Short exercise:
Below are records; extract exactly the lines from the one containing "in grey polo" through the last, both included, and keep the pictures out.

Recorded information:
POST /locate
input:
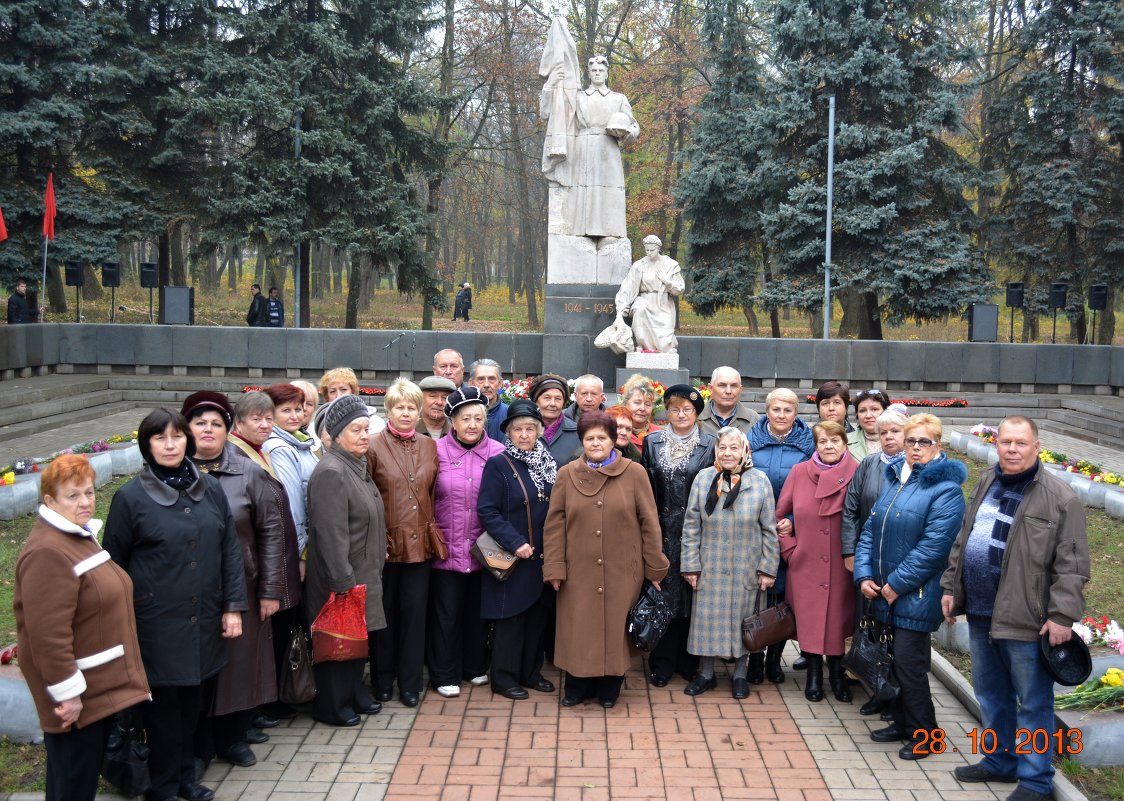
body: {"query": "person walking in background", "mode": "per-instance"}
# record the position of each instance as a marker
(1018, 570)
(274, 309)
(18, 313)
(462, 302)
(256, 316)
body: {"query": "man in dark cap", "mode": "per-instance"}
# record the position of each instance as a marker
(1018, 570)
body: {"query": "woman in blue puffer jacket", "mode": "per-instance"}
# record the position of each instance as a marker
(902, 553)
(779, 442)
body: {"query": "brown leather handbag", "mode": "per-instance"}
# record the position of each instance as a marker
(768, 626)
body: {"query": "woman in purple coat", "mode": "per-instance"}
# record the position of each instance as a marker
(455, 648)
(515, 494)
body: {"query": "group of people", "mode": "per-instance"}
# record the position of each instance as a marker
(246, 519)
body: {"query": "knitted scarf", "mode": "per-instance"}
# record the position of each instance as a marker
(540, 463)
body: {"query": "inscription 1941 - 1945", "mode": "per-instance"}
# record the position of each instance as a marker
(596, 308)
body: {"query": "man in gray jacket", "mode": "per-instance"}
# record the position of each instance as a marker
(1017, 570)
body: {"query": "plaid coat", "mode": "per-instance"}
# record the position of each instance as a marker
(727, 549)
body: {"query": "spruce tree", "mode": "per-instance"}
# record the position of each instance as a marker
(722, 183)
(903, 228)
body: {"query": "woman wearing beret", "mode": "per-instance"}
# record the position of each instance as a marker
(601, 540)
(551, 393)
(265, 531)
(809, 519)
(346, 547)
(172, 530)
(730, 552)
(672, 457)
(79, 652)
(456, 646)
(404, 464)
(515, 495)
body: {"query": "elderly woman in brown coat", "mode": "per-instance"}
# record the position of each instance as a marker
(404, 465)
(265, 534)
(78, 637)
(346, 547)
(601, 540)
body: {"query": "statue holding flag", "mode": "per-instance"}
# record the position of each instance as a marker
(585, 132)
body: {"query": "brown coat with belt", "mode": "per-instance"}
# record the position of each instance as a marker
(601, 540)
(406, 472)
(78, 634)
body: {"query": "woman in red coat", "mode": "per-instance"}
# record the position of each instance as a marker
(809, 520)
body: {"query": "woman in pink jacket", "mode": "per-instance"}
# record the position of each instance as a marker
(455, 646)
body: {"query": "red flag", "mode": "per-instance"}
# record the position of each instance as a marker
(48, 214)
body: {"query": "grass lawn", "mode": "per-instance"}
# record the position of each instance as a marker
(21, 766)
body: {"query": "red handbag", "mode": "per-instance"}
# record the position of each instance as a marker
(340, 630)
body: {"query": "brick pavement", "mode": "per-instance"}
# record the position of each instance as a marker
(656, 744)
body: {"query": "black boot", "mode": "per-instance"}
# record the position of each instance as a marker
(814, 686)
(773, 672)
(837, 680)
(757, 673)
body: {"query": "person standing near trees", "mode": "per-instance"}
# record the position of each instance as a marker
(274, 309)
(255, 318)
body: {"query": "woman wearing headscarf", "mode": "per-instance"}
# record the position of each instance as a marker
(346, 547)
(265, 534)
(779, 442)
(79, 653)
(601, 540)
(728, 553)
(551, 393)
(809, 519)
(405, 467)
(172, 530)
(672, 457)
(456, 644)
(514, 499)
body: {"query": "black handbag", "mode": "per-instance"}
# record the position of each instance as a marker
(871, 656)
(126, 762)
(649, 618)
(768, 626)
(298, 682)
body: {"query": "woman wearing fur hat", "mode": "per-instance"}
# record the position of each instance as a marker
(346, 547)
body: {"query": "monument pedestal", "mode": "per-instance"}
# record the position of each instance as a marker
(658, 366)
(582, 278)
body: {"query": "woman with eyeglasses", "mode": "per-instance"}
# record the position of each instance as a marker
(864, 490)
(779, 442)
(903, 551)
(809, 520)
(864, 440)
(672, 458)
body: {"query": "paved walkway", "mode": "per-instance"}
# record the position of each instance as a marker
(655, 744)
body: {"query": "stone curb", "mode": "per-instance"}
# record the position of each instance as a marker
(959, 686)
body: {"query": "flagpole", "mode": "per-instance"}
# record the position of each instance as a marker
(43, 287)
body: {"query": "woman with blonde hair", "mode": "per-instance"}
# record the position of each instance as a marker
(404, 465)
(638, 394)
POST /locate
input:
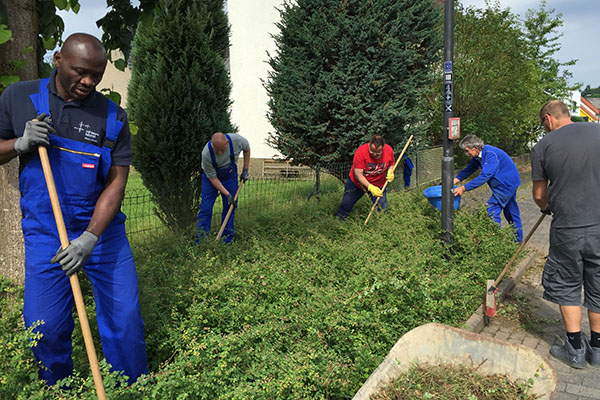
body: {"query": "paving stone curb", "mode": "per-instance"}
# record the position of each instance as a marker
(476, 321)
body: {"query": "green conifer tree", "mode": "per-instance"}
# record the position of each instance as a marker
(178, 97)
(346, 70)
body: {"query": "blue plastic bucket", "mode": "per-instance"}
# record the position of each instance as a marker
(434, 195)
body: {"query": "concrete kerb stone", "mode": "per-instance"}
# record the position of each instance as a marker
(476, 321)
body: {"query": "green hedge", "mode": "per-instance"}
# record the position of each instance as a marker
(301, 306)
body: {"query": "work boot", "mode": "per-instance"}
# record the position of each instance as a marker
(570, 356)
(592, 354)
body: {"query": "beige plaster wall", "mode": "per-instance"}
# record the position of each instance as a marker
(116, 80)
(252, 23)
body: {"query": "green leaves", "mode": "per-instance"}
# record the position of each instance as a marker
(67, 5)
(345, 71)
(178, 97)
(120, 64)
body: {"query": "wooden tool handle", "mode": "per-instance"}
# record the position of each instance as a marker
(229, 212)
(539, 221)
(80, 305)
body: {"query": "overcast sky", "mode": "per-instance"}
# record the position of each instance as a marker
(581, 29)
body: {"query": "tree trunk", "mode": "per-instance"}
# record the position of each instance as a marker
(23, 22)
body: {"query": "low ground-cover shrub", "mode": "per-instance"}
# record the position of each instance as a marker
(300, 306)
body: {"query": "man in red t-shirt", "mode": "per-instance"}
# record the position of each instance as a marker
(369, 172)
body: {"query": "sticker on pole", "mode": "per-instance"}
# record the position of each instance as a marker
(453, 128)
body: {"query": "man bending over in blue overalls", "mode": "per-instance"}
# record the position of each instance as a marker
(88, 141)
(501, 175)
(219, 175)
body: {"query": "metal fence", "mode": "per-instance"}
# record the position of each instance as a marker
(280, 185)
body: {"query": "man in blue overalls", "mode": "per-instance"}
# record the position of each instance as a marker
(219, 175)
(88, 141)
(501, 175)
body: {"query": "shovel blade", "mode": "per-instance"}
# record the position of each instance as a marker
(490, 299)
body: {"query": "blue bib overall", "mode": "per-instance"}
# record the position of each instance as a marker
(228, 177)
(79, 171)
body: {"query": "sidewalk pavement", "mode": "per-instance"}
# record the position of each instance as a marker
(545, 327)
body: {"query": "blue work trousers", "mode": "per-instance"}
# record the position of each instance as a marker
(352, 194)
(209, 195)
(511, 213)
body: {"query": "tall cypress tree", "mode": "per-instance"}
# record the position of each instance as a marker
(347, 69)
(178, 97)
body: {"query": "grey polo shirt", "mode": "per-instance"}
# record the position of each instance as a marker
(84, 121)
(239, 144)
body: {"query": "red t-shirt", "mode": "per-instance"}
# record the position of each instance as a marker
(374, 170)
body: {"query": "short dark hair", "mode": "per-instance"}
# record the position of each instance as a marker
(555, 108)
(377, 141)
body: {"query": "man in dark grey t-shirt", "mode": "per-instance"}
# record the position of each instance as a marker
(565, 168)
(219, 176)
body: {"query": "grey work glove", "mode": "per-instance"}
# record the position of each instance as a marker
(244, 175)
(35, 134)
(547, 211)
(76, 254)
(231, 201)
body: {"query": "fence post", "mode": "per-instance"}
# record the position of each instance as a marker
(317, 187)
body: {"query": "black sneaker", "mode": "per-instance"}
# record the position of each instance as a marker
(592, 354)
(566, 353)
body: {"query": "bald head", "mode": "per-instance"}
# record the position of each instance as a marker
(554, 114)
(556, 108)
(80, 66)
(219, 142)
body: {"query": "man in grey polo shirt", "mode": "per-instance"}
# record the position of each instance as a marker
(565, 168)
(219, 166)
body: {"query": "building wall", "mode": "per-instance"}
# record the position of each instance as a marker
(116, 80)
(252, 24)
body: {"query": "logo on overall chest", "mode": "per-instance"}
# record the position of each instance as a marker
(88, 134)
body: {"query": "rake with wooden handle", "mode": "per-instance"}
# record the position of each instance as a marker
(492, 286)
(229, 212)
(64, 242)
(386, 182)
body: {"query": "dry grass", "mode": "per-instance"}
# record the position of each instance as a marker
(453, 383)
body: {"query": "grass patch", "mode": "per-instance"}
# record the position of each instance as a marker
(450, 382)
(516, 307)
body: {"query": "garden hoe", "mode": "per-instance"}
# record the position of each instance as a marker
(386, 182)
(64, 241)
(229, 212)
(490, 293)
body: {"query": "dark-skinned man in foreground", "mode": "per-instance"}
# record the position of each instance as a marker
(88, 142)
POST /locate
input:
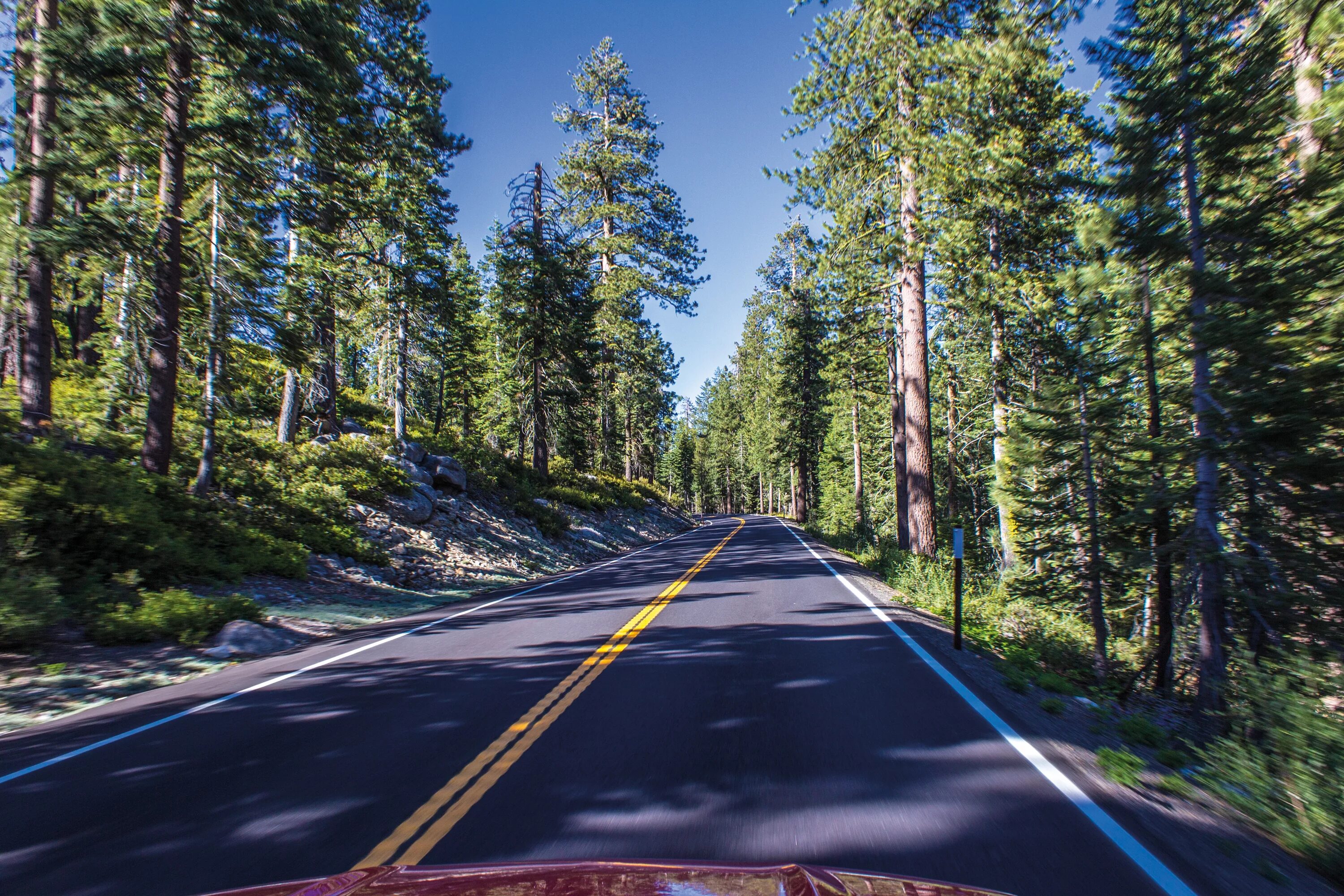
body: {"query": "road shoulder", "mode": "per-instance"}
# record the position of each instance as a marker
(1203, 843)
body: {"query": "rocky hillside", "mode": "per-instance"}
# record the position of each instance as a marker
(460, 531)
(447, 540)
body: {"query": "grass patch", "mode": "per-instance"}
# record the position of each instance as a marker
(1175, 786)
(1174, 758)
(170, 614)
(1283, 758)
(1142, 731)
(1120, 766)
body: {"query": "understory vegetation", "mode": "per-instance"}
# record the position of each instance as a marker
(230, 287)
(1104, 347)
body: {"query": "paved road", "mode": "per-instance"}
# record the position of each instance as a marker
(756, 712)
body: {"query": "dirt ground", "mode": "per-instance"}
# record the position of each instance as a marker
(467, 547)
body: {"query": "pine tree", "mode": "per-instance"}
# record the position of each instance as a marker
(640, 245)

The response:
body: {"query": "man in grey polo shirt", "mode": "per-instance"}
# record the position of each instance as a marker
(565, 168)
(219, 166)
body: {"query": "building wall", "mode": "per-instance"}
# record the position of each instance as a marker
(116, 80)
(252, 24)
body: {"query": "logo on overall chest", "mode": "per-instance"}
# record the position of each instance as a marker
(88, 134)
body: {"query": "rake with wooden handle", "mode": "per-instance"}
# record the position of each instance as a marker
(492, 286)
(229, 212)
(64, 242)
(386, 182)
body: {"query": "dry grass", "mode": "per-instance"}
# record the position of each instance as a marker
(453, 383)
body: {"query": "grass patch", "mode": "per-instance"}
# record the position of each instance as a marker
(450, 382)
(516, 307)
body: {"query": "garden hoe", "mode": "per-instance"}
# record the position of each instance as a marker
(386, 182)
(64, 241)
(229, 212)
(490, 293)
body: {"query": "dark-skinned man in foreground", "mode": "per-instance"}
# record the position of each instance as a marker
(88, 142)
POST /locate
input:
body: {"query": "road shoulder", "mode": "per-instance"}
# record the position of each instance as a marker
(1203, 843)
body: {"query": "rocky hillside", "mode": "per-instance"}
# record the position of each instance as a marker
(460, 531)
(447, 540)
body: {"query": "grass patch", "mode": "per-instance"}
# record the position of each instance as a marker
(1175, 786)
(1174, 758)
(170, 614)
(1283, 758)
(1142, 731)
(1120, 766)
body: {"query": "understory vegetation", "mode": "per-instance"}
# record the position of each instance as a marker
(230, 287)
(1104, 347)
body: {"query": "paved road", "mode": "per-instance"}
# record the position of each instance as a marker
(756, 712)
body: {"query": "dirt ground", "mode": "per-instance"}
# record the position of each instance as a marker
(467, 547)
body: {"query": "pine tree", "mode": "per-instance"}
# record the position of each instance as a marker
(640, 245)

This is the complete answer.